RECORDS SHOWN Block Start

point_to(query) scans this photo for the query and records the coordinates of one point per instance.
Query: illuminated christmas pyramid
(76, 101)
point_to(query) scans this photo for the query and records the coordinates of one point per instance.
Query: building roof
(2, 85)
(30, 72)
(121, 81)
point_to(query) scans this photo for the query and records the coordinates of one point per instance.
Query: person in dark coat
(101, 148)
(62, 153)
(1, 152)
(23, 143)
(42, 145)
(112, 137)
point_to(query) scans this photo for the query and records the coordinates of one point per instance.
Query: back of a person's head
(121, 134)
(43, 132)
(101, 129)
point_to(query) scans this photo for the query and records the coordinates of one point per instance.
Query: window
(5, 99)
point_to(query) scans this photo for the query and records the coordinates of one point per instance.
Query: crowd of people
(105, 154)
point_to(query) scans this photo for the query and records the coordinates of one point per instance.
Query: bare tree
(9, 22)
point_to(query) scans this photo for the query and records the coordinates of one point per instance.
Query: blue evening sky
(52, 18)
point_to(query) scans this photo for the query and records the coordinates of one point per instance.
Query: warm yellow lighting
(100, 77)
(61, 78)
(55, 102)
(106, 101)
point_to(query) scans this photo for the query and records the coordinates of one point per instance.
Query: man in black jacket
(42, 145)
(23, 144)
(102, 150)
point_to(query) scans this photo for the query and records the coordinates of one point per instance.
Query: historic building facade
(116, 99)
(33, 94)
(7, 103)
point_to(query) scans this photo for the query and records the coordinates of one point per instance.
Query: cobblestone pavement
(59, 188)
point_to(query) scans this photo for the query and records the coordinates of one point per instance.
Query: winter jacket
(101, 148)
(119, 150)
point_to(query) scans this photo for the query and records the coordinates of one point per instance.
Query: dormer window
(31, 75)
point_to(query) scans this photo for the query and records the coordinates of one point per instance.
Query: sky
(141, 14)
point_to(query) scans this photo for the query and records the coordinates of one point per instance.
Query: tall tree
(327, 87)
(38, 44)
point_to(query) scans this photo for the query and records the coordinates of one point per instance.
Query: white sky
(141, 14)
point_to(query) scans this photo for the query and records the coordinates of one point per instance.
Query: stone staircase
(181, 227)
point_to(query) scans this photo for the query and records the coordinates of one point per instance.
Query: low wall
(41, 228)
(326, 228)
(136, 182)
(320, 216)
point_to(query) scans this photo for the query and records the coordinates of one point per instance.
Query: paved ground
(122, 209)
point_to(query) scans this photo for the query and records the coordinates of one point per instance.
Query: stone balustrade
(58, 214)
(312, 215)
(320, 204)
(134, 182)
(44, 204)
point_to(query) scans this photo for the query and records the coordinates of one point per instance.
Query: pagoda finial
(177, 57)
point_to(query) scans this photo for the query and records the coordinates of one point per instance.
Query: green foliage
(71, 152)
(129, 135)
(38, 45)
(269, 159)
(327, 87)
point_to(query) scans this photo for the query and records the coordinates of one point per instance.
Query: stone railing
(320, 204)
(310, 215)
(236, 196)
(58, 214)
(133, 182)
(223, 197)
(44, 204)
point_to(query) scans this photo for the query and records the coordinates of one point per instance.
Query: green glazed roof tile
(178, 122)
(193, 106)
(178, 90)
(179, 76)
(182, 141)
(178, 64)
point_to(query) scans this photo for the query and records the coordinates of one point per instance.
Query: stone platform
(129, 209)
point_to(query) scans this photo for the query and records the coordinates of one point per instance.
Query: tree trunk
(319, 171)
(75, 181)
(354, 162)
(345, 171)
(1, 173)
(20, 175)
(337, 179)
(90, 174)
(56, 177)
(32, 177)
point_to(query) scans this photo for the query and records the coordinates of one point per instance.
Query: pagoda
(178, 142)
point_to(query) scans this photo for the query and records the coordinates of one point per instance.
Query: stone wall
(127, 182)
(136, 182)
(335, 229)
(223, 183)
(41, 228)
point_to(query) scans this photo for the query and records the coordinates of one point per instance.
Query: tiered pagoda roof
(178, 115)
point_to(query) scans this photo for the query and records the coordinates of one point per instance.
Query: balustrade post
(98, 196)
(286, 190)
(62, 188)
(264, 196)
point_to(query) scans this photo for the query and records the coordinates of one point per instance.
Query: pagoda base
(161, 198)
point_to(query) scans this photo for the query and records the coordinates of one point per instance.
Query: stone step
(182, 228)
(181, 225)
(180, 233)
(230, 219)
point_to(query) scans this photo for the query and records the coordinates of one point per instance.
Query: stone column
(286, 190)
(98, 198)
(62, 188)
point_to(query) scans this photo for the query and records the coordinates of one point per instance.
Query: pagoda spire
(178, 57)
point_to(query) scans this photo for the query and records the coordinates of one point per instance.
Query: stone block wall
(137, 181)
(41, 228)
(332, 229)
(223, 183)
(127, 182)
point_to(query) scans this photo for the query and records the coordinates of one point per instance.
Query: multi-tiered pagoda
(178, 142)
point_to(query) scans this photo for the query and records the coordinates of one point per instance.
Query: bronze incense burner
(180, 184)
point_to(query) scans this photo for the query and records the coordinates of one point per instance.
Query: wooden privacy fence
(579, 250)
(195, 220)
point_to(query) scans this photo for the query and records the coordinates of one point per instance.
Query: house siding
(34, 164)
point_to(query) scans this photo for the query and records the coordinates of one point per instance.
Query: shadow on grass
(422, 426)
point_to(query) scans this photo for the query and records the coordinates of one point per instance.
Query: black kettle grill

RECORDS SHOWN Block End

» **PROMPT**: Write the material out again word for word.

» **RESPONSE FOR THIS EXERCISE**:
point_to(query) scans this photo for the query and records the coordinates of one point per instance.
Query: illuminated christmas pyramid
(76, 101)
point_to(query) scans this photo for the query and records the coordinates of one point per instance.
Query: building roof
(2, 85)
(30, 72)
(121, 81)
point_to(query) scans this photo for the query and records the coordinates of one point per instance.
Query: person in dark coat
(101, 148)
(62, 153)
(1, 152)
(23, 143)
(42, 145)
(112, 137)
point_to(query) scans this photo for the query and records the coordinates of one point per instance.
Query: back of a person's head
(121, 134)
(43, 132)
(101, 129)
point_to(query) scans this photo for the query and records the coordinates of one point per instance.
Query: window
(5, 99)
point_to(query) scans this photo for the query and records the coordinates of one point per instance.
Query: crowd of people
(105, 154)
point_to(query) scans this photo for the query and records the coordinates of one point per instance.
Query: bare tree
(9, 22)
point_to(query) scans this photo for the query and records the coordinates of one point per instance.
Query: blue evening sky
(52, 18)
point_to(query) scans this photo for the query and records the coordinates of one point per instance.
Query: warm yellow lighting
(100, 77)
(61, 78)
(55, 102)
(106, 101)
point_to(query) scans this photo for the query and records the coordinates of one point per instance.
Query: man in black jacket
(42, 145)
(23, 144)
(102, 150)
point_to(query) scans this photo for the query and records the coordinates of one point per instance.
Query: historic building facade
(116, 99)
(33, 94)
(7, 103)
point_to(query) scans this photo for the query and records the coordinates of one point per instance.
Query: cobblestone pavement
(59, 188)
point_to(query) scans this photo for the query and records the coordinates of one point per instance.
Query: winter jacket
(101, 148)
(119, 150)
point_to(query) scans this photo for the query and records the coordinates of one point per instance.
Query: dormer window
(31, 75)
point_to(query) scans this photo for the query and records the coordinates of one point per instance.
Query: sky
(141, 14)
point_to(query) scans this photo for the query and records the coordinates of one point per instance.
Query: tall tree
(327, 87)
(38, 44)
point_to(query) scans this photo for the query and records the coordinates of one point per instance.
Query: white sky
(141, 14)
point_to(query) scans this photo for the query and records the coordinates of one point per instance.
Query: stone staircase
(181, 227)
point_to(query) scans this photo for the query and records the coordinates of one point per instance.
Query: low wall
(41, 228)
(326, 228)
(136, 182)
(320, 216)
point_to(query) scans this photo for the query and records the coordinates of one point per instance.
Query: paved ground
(122, 209)
point_to(query) scans this photo for the query and records the coordinates of one point per instance.
Query: stone balustrade
(58, 214)
(312, 215)
(320, 204)
(134, 182)
(44, 204)
point_to(query) scans this photo for the query and records the coordinates of one point per instance.
Query: pagoda finial
(177, 57)
point_to(query) scans this photo for the query and records the coordinates of one point per instance.
Query: green foliage
(71, 152)
(129, 135)
(38, 45)
(269, 159)
(327, 87)
point_to(query) scans this photo for the query and records the coordinates of one point per instance.
Query: stone railing
(320, 204)
(310, 215)
(236, 196)
(58, 214)
(133, 182)
(223, 197)
(44, 204)
point_to(query) scans this photo for the query and records the coordinates of one point per instance.
Query: green glazed roof tile
(178, 122)
(193, 106)
(178, 90)
(179, 76)
(182, 141)
(178, 64)
point_to(query) scans this photo for the query and records the coordinates of one point per instance.
Query: stone platform
(129, 209)
point_to(query) scans this photo for the query and records the coordinates of one point per instance.
Query: tree trunk
(319, 171)
(75, 181)
(354, 162)
(345, 171)
(1, 173)
(20, 175)
(337, 179)
(90, 174)
(56, 177)
(32, 177)
point_to(query) scans this photo for the query and records the coordinates of one point per instance.
Query: pagoda
(178, 142)
point_to(query) scans this photo for the query and records the coordinates of one point per instance.
Query: stone wall
(127, 182)
(136, 182)
(335, 229)
(223, 183)
(41, 228)
point_to(query) scans this photo for the query and records the coordinates of one point per instance.
Query: tiered pagoda roof
(178, 115)
point_to(query) scans this photo for the query and records the coordinates of one point per instance.
Query: balustrade post
(98, 196)
(286, 190)
(62, 188)
(264, 196)
point_to(query) scans this photo for the query and records the coordinates of one point per instance.
Query: pagoda base
(161, 198)
point_to(query) scans this photo for the query and records the coordinates of one point per instance.
Query: stone step
(182, 228)
(181, 225)
(180, 233)
(230, 219)
point_to(query) scans this photo for the query and records the coordinates of one point per instance.
Query: stone column
(286, 190)
(98, 198)
(62, 188)
point_to(query) scans this photo for the query and records the coordinates of one point per instance.
Query: pagoda spire
(178, 57)
point_to(query) scans this photo for the query and records the coordinates of one point per instance.
Query: stone block wall
(137, 181)
(41, 228)
(332, 229)
(223, 183)
(127, 182)
point_to(query) scans this photo for the query and records the coordinates of one point per instance.
Query: multi-tiered pagoda
(178, 142)
point_to(query) scans this photo for the query and records the coordinates of one point per instance.
Query: bronze incense burner
(180, 184)
point_to(query) scans this photo for the query and records the coordinates of one point per instance.
Query: wooden privacy fence
(579, 250)
(195, 220)
point_to(query) scans this photo for the query and records the coordinates of one point per instance.
Query: house siding
(34, 164)
point_to(query) scans this photo for the query and records the coordinates of one point per instance.
Query: shadow on grass
(422, 426)
point_to(query) scans this photo for the query and records the coordinates of one point per instance.
Query: black kettle grill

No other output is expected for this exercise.